* [SET PROBLEM A]: From the rows below, select every line that contains the word "rainbow", matching case.

* [SELECTED EXTRACT]:
For easy management inside mgmt, I borrowed the Singleton pattern from object oriented programming. There is a global struct with a synchronized function that will retrieve it.
type pippetReceiver struct {
stdin io.WriteCloser
stdout io.ReadCloser
registerMutex sync.Mutex
applyMutex sync.Mutex
registered int
}
func getPippetReceiverInstance() *pippetReceiver {
for pippetReceiverInstance == nil {
pippetReceiverOnce.Do(func() { pippetReceiverInstance = &pippetReceiver{} })
}
return pippetReceiverInstance
}
pippetReceiverOnce
is a sync.Once object
that makes this method thread safe. (“pippet” is not a typo and will be explained
in the next section.) The pippetReceiver
is not properly initialized in this
moment. That does not happen before the first consumer registers itself.
func (obj *pippetReceiver) Register() error {
obj.registerMutex.Lock()
defer obj.registerMutex.Unlock()
obj.registered = obj.registered + 1
if obj.registered > 1 {
return nil
}
// count was increased from 0 to 1, we need to (re-)init
var err error
if err = obj.Init(); err != nil {
obj.registered = 0
}
return err
}
The obj.Init()
method is responsible for starting Puppet and storing the
I/O streams for communication. The pippetReceiver
object keeps a count of
registered users. This allows closing down the server process once all client
threads are finished.
Users of this pippetReceiver
object are typically graph resources that rely on
Puppet. The next section (below) goes into more detail about these resources.
They call yet another function that implements the protocol of
puppet yamlresource receive
. As parameters, this function takes the respective
resource details, and a reference to the pippetReceiver
itself. This reference
takes the form of a minimalistic interface PippetRunner
, which the
pippetReceiver
implements.
type PippetRunner interface {
LockApply()
UnlockApply()
InputStream() io.WriteCloser
OutputStream() io.ReadCloser
}
// applyPippetRes does the actual work of making Puppet synchronize a resource.

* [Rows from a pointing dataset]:
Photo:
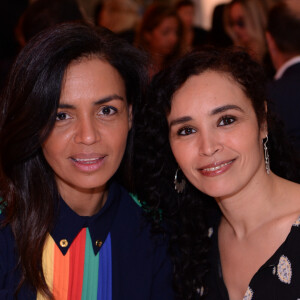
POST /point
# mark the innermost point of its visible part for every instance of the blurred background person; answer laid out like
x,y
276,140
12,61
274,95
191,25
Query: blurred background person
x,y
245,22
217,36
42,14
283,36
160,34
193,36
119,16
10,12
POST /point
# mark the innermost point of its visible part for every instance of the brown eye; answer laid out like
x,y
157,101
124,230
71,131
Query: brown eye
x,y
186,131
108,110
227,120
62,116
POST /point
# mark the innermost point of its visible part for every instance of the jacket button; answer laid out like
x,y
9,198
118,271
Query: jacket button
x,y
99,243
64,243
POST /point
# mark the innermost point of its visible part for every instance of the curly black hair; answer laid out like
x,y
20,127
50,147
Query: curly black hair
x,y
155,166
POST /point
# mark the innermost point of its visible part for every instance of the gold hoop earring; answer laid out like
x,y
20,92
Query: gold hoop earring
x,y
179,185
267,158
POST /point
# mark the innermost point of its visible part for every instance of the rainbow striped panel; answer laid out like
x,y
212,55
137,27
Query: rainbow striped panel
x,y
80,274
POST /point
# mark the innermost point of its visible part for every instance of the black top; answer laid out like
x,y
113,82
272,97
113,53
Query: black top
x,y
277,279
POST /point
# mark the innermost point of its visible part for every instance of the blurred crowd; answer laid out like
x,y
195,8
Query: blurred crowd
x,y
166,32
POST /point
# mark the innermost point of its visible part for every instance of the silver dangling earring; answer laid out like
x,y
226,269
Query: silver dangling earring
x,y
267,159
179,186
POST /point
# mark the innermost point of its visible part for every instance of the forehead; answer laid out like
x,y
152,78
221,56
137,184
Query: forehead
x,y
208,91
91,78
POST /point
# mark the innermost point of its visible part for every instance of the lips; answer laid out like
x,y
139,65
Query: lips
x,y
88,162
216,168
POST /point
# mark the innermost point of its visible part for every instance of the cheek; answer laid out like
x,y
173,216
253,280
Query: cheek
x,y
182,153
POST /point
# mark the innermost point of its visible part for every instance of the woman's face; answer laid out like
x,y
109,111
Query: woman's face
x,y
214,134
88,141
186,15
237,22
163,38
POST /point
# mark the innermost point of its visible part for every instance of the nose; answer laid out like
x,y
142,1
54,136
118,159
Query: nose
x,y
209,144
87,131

* [SET PROBLEM B]: Print the passage of the pippetReceiver excerpt above starting at "They call yet" and ending at "UnlockApply()".

* [WRITTEN ANSWER A]:
# mark the innermost point of its visible part for every instance of the rainbow striped panel; answer laid out like
Query: rainbow striped panel

* [WRITTEN ANSWER B]:
They call yet another function that implements the protocol of
puppet yamlresource receive
. As parameters, this function takes the respective
resource details, and a reference to the pippetReceiver
itself. This reference
takes the form of a minimalistic interface PippetRunner
, which the
pippetReceiver
implements.
type PippetRunner interface {
LockApply()
UnlockApply()